- Work task
Exclude every picture and return the remaining entries below verbatim.

(Collection entries)
━━━━━━━━

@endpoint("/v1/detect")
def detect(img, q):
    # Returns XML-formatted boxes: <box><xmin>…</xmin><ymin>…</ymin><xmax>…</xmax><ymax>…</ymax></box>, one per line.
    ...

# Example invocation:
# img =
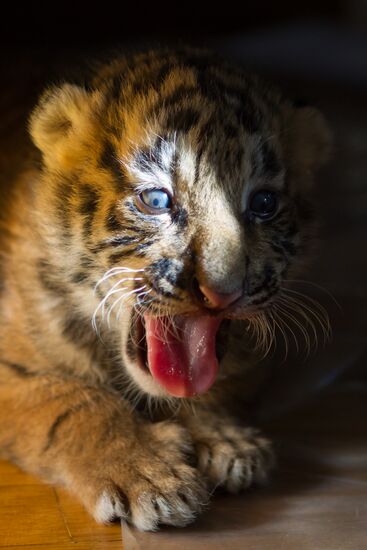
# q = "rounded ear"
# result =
<box><xmin>284</xmin><ymin>105</ymin><xmax>332</xmax><ymax>179</ymax></box>
<box><xmin>29</xmin><ymin>84</ymin><xmax>93</xmax><ymax>168</ymax></box>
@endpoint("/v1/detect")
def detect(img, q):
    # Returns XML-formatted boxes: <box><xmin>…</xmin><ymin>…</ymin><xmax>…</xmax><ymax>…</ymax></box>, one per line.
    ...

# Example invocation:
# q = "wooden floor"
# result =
<box><xmin>1</xmin><ymin>385</ymin><xmax>367</xmax><ymax>550</ymax></box>
<box><xmin>124</xmin><ymin>386</ymin><xmax>367</xmax><ymax>550</ymax></box>
<box><xmin>1</xmin><ymin>40</ymin><xmax>367</xmax><ymax>550</ymax></box>
<box><xmin>0</xmin><ymin>461</ymin><xmax>123</xmax><ymax>549</ymax></box>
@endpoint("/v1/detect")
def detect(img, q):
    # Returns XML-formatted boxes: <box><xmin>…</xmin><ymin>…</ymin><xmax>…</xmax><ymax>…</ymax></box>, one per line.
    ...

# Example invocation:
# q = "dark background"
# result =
<box><xmin>0</xmin><ymin>1</ymin><xmax>363</xmax><ymax>46</ymax></box>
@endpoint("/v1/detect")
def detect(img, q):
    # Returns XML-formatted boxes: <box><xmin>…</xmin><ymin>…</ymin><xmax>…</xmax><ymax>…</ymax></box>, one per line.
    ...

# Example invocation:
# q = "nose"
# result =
<box><xmin>197</xmin><ymin>283</ymin><xmax>243</xmax><ymax>310</ymax></box>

━━━━━━━━

- Task answer
@endpoint("/v1/detect")
def detect(img, q):
    # Returns XML-formatted boxes: <box><xmin>…</xmin><ymin>…</ymin><xmax>…</xmax><ymax>…</ymax></box>, one per line.
    ...

# Example invocation:
# img =
# q = "rounded ear"
# result =
<box><xmin>284</xmin><ymin>105</ymin><xmax>332</xmax><ymax>179</ymax></box>
<box><xmin>29</xmin><ymin>84</ymin><xmax>93</xmax><ymax>168</ymax></box>
@endpoint("/v1/detect")
def detect(img, q):
    # Returns XML-formatted boxes: <box><xmin>…</xmin><ymin>…</ymin><xmax>…</xmax><ymax>…</ymax></box>, one per line.
    ...

# Example invocation:
# q = "wooden floor"
# result =
<box><xmin>1</xmin><ymin>385</ymin><xmax>367</xmax><ymax>550</ymax></box>
<box><xmin>124</xmin><ymin>386</ymin><xmax>367</xmax><ymax>550</ymax></box>
<box><xmin>1</xmin><ymin>40</ymin><xmax>367</xmax><ymax>550</ymax></box>
<box><xmin>0</xmin><ymin>461</ymin><xmax>123</xmax><ymax>549</ymax></box>
@endpoint("/v1/detect")
def detect(img, q):
    # Returns XML-formatted boxes: <box><xmin>…</xmin><ymin>…</ymin><xmax>…</xmax><ymax>…</ymax></box>, one per line.
    ...

# Example invocation:
# q = "dark background"
# result =
<box><xmin>0</xmin><ymin>1</ymin><xmax>363</xmax><ymax>46</ymax></box>
@endpoint("/v1/detect")
def detect(img, q):
    # Returns XML-formatted boxes: <box><xmin>…</xmin><ymin>…</ymin><xmax>…</xmax><ymax>…</ymax></box>, one per line.
    ...

# Example invocation:
# q = "nose"
# result =
<box><xmin>197</xmin><ymin>283</ymin><xmax>243</xmax><ymax>310</ymax></box>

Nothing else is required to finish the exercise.